## SUPPLIED TEXT
○ ○ ○ ○ ○ ○ ○

We characterize 95% confident sets (CS) it produces in terms of

  • size: number of variants in it
  • purity: min, median or mean LD (turns out we can live with using min)
  • significance: lfsr of a CS
  • false discovery: whether or not they capture a signal

and, to compare with other methods

  • power: whether or not all simulated signals are captured
  • PIP consistency: whether or not

We run Susie with

  • estimate_residual_variance: TRUE and FALSE
  • prior_variance: 5-40%

We should expect that results will be reasonably robust to these choices.

In [1]:
%cd ~/GIT/github/mvarbvs/dsc
/home/gaow/GIT/github/mvarbvs/dsc
In [ ]:
dsc susie.dsc --target run_susie -c 20

Utility function

In [10]:
get_combined = function(sub, dirname, ld_col, ld_cutoff = 0.2, lfsr_cutoff = 0.05) {
    out_files = sub[,c("fit_susie.output.file", "plot_susie.output.file")]
    combined = list(purity = NULL, lfsr = NULL, size = NULL, 
                    captures = NULL, total_captures = NULL, pip = NULL)
    for (i in 1:nrow(out_files)) {
        fit = readRDS(paste0(dirname, out_files[i,1], '.rds'))$posterior
        purity = readRDS(paste0(dirname, out_files[i,2], '.rds'))
        #
        if (is.null(combined$purity)) combined$purity = purity$purity$V1[,ld_col]
        else combined$purity = cbind(combined$purity, purity$purity$V1[,ld_col])

○ ○ ○ ○ ○ ○ ○

## OBJECTIVES
(1) How would you render this sentence from the SuSiE simulation notes in Spanish: "We should expect that results will be reasonably robust to these choices."?
(2) Can you echo the SuSiE simulation notes from "We characterize 95%" up to and including "with using min)"?
The listing that comes after is not needed for this work.

○ ○ ○ ○ ○ ○ ○

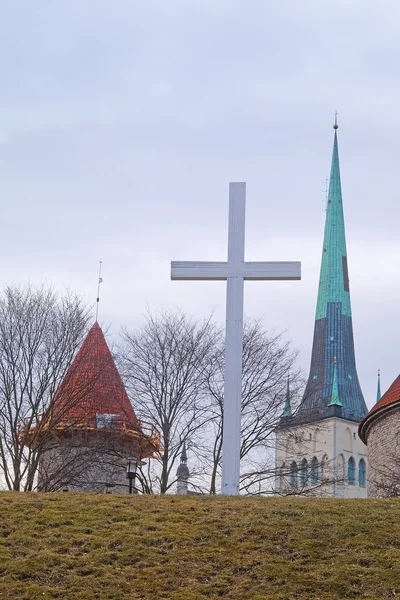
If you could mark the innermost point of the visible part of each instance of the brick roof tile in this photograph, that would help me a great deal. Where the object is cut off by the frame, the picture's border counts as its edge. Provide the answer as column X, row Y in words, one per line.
column 92, row 385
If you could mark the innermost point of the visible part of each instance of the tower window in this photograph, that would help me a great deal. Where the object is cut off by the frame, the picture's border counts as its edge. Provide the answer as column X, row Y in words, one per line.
column 304, row 472
column 362, row 473
column 294, row 474
column 314, row 470
column 105, row 420
column 351, row 471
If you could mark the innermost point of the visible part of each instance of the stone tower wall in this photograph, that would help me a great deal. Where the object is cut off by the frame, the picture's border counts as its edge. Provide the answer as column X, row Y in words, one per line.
column 82, row 463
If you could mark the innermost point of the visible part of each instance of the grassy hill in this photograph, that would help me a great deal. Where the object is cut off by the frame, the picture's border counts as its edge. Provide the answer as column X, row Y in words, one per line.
column 77, row 546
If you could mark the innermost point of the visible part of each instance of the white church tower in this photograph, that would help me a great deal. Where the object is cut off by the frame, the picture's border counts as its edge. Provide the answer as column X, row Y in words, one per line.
column 318, row 448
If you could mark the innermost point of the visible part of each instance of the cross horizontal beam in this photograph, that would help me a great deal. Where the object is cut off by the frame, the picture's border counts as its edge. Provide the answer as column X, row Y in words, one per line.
column 221, row 271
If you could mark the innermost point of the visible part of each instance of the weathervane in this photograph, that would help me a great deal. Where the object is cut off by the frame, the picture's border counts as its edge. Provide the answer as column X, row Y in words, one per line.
column 336, row 126
column 98, row 291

○ ○ ○ ○ ○ ○ ○

## SOLUTIONS BY TASK
(1) Deberíamos esperar que los resultados sean razonablemente robustos frente a estas decisiones.

(2)
We characterize 95% confident sets (CS) it produces in terms of

  • size: number of variants in it
  • purity: min, median or mean LD (turns out we can live with using min)